- **Goal**: Render every line of the records below as a Markdown table with two columns, No. and Text, numbering the rows and omitting blank lines. Leave the pictures out of the table.

- **Input data**:
■ ■ ■
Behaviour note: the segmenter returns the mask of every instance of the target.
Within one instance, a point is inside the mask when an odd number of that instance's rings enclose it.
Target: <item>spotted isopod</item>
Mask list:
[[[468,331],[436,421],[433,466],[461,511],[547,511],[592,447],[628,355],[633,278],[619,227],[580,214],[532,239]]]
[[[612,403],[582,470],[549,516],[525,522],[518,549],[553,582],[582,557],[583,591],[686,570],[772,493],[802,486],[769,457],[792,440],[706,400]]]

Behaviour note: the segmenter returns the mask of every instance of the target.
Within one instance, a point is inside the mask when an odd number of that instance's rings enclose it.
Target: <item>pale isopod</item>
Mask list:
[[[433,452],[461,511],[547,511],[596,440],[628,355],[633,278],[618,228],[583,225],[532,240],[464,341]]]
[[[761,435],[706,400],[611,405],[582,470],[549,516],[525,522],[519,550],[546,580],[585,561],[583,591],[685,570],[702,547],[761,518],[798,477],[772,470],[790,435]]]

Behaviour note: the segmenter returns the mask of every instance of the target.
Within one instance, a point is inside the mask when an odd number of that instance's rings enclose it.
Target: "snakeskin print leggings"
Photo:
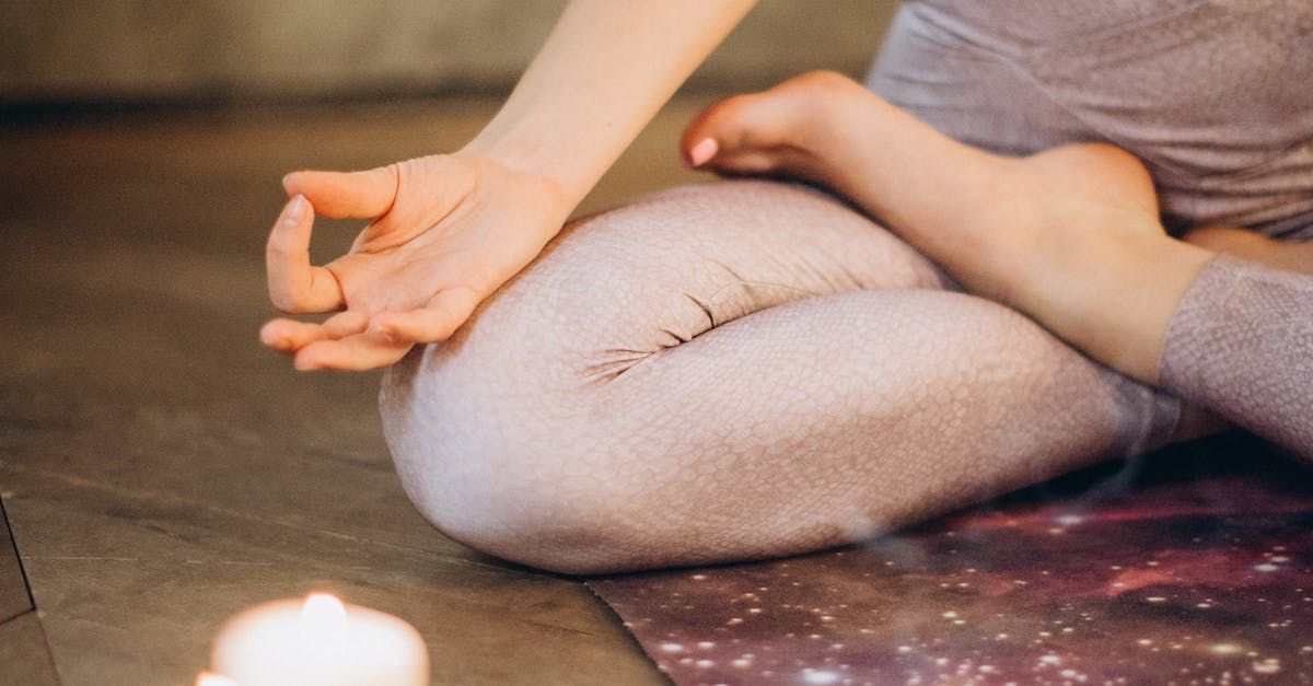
■ ■ ■
- **In response**:
| No. | Text |
|---|---|
| 1 | Behaviour note: the segmenter returns the mask of every instance of the target. |
| 2 | Within one instance, a point is inside the mask when an odd number of that instance's rings enclose it. |
| 3 | Target: <item>spotted isopod</item> |
| 4 | Mask list: |
| 5 | [[[468,331],[436,421],[433,466],[461,511],[547,511],[592,447],[628,355],[633,278],[619,227],[580,214],[532,239]]] |
| 6 | [[[612,403],[582,470],[549,516],[525,522],[518,549],[553,582],[582,557],[583,591],[686,570],[772,493],[802,486],[769,457],[792,440],[706,400]]] |
| 7 | Behaviour note: the segmenter returns the mask of every instance of the target. |
| 8 | Within one instance, a point is inside the mask when an odd number of that instance's rings enclose it. |
| 9 | Target: <item>pale isopod</item> |
| 10 | Mask list: |
| 11 | [[[433,452],[461,511],[547,511],[596,440],[628,355],[633,278],[618,228],[583,225],[532,240],[464,341]]] |
| 12 | [[[761,435],[706,400],[611,405],[582,470],[549,516],[525,522],[519,550],[546,580],[585,561],[583,591],[685,570],[702,547],[761,518],[798,477],[772,470],[790,435]]] |
| 13 | Behaviour note: the segmenter returns the mask of every instance of the target. |
| 14 | Within one instance, a point is inside the mask when an odd number of that instance's rings enclose it. |
| 15 | Target: "snakeskin print leggings" |
| 16 | Photo: |